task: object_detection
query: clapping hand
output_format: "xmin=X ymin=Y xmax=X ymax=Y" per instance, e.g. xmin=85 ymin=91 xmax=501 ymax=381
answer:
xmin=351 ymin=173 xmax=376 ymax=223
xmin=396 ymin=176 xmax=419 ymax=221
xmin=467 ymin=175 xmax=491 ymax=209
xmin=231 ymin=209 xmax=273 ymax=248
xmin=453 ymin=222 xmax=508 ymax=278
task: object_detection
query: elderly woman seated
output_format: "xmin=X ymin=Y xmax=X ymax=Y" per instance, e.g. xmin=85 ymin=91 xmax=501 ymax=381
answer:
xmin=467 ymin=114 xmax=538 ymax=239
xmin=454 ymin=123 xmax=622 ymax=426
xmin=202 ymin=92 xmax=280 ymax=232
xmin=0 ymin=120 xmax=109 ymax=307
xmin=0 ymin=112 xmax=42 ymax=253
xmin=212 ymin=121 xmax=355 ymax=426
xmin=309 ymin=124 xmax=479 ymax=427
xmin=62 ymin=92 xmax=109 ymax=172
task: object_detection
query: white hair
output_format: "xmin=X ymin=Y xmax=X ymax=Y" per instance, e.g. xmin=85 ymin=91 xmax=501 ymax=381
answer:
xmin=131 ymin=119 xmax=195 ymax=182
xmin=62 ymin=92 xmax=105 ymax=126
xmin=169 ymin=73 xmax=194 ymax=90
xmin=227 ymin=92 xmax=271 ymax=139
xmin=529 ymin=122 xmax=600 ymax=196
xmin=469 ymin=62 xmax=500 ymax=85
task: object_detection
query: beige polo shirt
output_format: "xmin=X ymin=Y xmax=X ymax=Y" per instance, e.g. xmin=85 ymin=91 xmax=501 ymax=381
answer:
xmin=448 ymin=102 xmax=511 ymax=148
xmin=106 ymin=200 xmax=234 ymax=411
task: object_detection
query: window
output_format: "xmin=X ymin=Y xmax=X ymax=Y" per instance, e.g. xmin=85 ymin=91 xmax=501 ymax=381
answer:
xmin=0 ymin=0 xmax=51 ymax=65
□ □ □ □ □
*WRITTEN EXERCISE*
Copy all of the material above word for word, keeping every line unchanged.

*RESULT*
task: object_detection
query: clapping hand
output_format: "xmin=X ymin=Y xmax=X ymax=Y" per instance, e.g. xmin=85 ymin=91 xmax=501 ymax=381
answer:
xmin=351 ymin=173 xmax=376 ymax=223
xmin=396 ymin=176 xmax=419 ymax=221
xmin=467 ymin=175 xmax=491 ymax=209
xmin=231 ymin=209 xmax=273 ymax=248
xmin=453 ymin=222 xmax=508 ymax=278
task: object_detection
query: elderly woman seated
output_format: "xmin=X ymin=Y xmax=X ymax=Y" per instance, e.g. xmin=85 ymin=91 xmax=501 ymax=381
answer:
xmin=467 ymin=114 xmax=538 ymax=239
xmin=454 ymin=123 xmax=622 ymax=426
xmin=202 ymin=92 xmax=280 ymax=232
xmin=0 ymin=120 xmax=109 ymax=307
xmin=0 ymin=112 xmax=42 ymax=253
xmin=212 ymin=121 xmax=355 ymax=426
xmin=309 ymin=124 xmax=479 ymax=427
xmin=62 ymin=92 xmax=109 ymax=172
task: object_detection
query: white hair
output_format: "xmin=X ymin=Y xmax=X ymax=Y" per instance, e.g. xmin=85 ymin=91 xmax=501 ymax=381
answer:
xmin=131 ymin=119 xmax=195 ymax=182
xmin=62 ymin=92 xmax=105 ymax=126
xmin=169 ymin=73 xmax=194 ymax=90
xmin=227 ymin=92 xmax=271 ymax=139
xmin=529 ymin=122 xmax=600 ymax=196
xmin=469 ymin=62 xmax=500 ymax=85
task: object_detection
query: beige polo shirt
output_format: "xmin=X ymin=Y xmax=X ymax=Y" per instance, e.g. xmin=85 ymin=91 xmax=501 ymax=381
answer:
xmin=448 ymin=102 xmax=511 ymax=148
xmin=106 ymin=200 xmax=234 ymax=411
task: object_detection
query: window
output_format: "xmin=X ymin=Y xmax=X ymax=Y" per instance, e.g. xmin=85 ymin=91 xmax=501 ymax=381
answer:
xmin=0 ymin=0 xmax=51 ymax=65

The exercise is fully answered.